Instruction: List the lines from the first one below through the line containing "(1010, 201)" as a numbered list, leaving out any blank lines.

Task input:
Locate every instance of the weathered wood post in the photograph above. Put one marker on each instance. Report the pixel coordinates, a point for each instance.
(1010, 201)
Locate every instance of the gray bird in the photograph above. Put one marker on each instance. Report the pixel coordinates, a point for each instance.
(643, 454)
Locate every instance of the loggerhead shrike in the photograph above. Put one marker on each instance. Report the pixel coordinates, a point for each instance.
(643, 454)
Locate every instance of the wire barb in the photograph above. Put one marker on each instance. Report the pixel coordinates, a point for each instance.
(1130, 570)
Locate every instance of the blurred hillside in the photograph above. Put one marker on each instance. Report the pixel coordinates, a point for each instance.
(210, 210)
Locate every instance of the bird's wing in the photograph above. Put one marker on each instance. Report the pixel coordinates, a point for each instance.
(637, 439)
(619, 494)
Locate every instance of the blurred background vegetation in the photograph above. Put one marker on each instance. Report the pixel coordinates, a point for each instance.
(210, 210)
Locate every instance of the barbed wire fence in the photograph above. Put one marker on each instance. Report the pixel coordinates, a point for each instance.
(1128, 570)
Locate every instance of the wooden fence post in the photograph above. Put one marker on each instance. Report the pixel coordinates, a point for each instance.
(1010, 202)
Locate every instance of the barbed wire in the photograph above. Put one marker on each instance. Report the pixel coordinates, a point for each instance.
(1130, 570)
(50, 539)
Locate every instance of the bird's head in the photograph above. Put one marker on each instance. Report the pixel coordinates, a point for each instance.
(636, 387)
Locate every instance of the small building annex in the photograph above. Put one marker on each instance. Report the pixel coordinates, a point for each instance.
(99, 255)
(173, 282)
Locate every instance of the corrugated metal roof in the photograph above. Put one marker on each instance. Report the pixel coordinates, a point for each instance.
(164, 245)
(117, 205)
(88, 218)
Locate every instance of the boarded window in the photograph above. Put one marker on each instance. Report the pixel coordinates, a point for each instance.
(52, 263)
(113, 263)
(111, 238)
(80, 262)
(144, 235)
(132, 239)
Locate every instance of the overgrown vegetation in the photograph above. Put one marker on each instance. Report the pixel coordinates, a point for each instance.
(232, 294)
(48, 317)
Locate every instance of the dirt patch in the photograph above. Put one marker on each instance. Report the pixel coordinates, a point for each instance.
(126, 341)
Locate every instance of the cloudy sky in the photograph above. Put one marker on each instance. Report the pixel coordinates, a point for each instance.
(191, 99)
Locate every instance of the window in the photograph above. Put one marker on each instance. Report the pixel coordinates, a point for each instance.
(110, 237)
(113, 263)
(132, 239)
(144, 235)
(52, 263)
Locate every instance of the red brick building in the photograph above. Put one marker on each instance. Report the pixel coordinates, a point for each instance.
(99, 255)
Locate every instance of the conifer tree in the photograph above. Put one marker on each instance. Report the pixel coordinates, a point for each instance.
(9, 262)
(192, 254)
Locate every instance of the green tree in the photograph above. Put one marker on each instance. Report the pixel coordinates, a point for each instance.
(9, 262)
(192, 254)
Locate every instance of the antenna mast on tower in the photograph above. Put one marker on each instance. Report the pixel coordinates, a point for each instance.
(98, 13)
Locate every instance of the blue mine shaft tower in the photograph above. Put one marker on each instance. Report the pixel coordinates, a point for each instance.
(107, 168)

Reply to the task:
1. Locate every instance of the weathered wood post in the photograph above. Put one marker on each instance. Report the pixel coordinates, a point for each instance.
2. (1010, 201)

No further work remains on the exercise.